Saved entries:
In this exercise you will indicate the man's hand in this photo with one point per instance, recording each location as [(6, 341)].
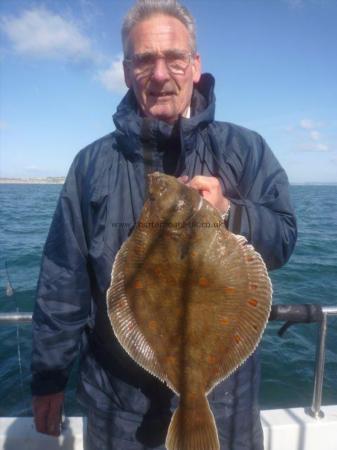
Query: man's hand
[(210, 189), (47, 410)]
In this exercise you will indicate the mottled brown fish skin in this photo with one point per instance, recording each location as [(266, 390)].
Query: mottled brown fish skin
[(189, 301)]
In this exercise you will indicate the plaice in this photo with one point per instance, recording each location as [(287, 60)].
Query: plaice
[(188, 301)]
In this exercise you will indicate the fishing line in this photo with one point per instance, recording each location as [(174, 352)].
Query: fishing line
[(9, 286), (10, 292)]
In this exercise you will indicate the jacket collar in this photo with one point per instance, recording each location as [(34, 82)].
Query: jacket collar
[(132, 127)]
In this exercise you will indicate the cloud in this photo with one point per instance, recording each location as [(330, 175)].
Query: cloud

> [WORK ORDER]: Each entry above is to be duplicated exactly, and its pictures omitted.

> [RESPONSE TO THE EXERCISE]:
In this exercise you will indicate the man's hand in this photo with one point per instance, recording each location as [(6, 341)].
Query: man's hand
[(210, 189), (47, 410)]
In this exercise you will indicate the mottled brown fish skin in this photo with one point per instance, recording each location as [(266, 390)].
Query: mottled brown fish skin
[(189, 301)]
In this exercise you will indicate the plaice in this photo with one point per instance, recording each location as [(287, 60)].
Query: plaice
[(188, 301)]
In this exercise you will indicate the fishing line in this photo with one point per instance, recording each location as [(174, 352)].
Query: fishing line
[(9, 286), (10, 292)]
In this exercise you will indicate the jacket collar in this photo with one point per instance, recording each location as [(34, 82)].
Query: jacket collar
[(132, 127)]
In this exercise you will indicate the cloud in this photo with one point per instance, recording each location as [(330, 175)].
Query: cloud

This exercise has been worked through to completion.